» WHAT YOU NEED TO DO:
**1.** In the quilting blog post, what is the name of the small publishing company David runs?
**2.** Pick up the quilting blog post after its last sentence and keep writing it.

» SOURCE:
-- Start --

Here is the final design concept. The green ferns will be made from multiple greens and placed in small sections on the banner, so may look different when finished.

 

We are having a lot of fun doing this together and it will speed up the project a lot.  I’m so glad we found out about both being asked before we got two banners made!  I’ll post more on this project as we go.  I need to get back to work now.

Sew happy everyone!  Have a wonderful weekend and week.  Find a friend to do some creative things together.

My Son David’s New Book, Art, and New Projects

David’s New Book

We had a lot of excitement in my family this week.  My youngest son David A. Tatum published his fourth novel.  it’s always a wonderful thing when a new book gets published around here.  He has his own small publishing company Fennec Fox Press, and he has assured me that he will publish my quilting books through Fennec Fox also.  His other three books are Fantasy and are wonderful.  This book is his first space opera book and is also a wonderful fun book to read.  He hired a wonderful cover artist Joel Christopher Payne, that I talked about in my last blog. He’s the same artist I bought the rights on one of his paintings to use as inspiration for a new show quilt, and no, it isn’t the same picture.  Here’s the new book cover.  You can click on it and it will take you to the Kindle version in Amazon.  The print version is not yet out, but it will be in a few weeks from now.  That takes more time.

-- End --

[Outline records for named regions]
-- Start --

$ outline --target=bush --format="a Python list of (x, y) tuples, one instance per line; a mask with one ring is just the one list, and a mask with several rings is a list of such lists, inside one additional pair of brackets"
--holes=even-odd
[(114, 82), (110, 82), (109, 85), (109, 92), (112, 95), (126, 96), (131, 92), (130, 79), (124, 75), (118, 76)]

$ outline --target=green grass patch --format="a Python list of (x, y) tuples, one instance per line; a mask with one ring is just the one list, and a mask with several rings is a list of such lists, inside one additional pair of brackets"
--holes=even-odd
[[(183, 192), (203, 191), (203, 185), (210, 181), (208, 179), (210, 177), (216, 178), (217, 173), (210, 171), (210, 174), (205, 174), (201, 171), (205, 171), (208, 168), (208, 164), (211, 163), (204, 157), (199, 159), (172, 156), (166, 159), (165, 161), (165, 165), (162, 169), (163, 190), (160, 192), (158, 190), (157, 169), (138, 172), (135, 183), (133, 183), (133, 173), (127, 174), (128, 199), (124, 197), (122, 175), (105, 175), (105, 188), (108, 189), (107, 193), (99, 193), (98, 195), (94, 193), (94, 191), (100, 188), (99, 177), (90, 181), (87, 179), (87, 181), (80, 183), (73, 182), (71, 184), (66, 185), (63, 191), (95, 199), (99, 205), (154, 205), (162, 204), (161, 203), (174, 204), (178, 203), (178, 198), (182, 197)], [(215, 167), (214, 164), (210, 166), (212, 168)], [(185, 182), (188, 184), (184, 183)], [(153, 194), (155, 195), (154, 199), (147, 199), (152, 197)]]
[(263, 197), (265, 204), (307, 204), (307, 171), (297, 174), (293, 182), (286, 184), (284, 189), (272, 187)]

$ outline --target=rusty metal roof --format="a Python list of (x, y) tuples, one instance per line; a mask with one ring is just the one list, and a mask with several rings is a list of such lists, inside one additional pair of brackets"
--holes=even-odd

-- End --

» RESULTS FOR THE EXERCISE:
**1.** Fennec Fox Press

**2.**
The Merrimack Event

If you want to help a wonderful man, my son David, I would love to have you buy a copy and once you have enjoyed reading it, for I am sure you will, I ask wholeheartedly for you to go to the Amazon site and write a small review, giving it the highest number of stars you feel you can.  It doesn’t have to be long…even a single sentence is enough, but the better review you can truthfully provide, the better off he will be.  He has put a lot of himself in his writing and it is good and getting better all the time.  His writing is his career…he is a novelist.  Reviews are so important, especially in the early days after publishing.  The only money he makes is from the sales of his books, and getting people to discover his work (even know they are there) is the singly hardest thing to do in the publishing world.  His work is really wonderful, and I say that from a reader’s perspective, not a mom’s.  If you don’t believe me, buy a book and read it and see what you think.  LOL  You can see his earlier books all have 4 plus star ratings, and Amazon won’t let me write one–I’m too close to the author.  This one is so new it has no ratings at this time.  Or wait until the print copy comes out and buy it just because you love the cover art…isn’t it fabulous?  It calls out “buy me”, “buy me”….LOL

If you’d rather buy, read, and review a fantasy novel, that helps too. He has written In Treachery Forged, In Forgery Divided, and The Kitsune Stratagem, all available in both ebook format or print copy.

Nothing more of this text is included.